++++ Given records ++++

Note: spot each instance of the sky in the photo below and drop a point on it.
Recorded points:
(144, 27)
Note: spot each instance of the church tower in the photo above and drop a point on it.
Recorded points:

++++

• About this exercise: Every entry, from the first line to the last, should be retyped exactly.

• Response:
Note: spot each instance of the sky in the photo below and drop a point on it.
Recorded points:
(144, 27)
Note: spot each instance of the church tower in the photo above and drop a point on it.
Recorded points:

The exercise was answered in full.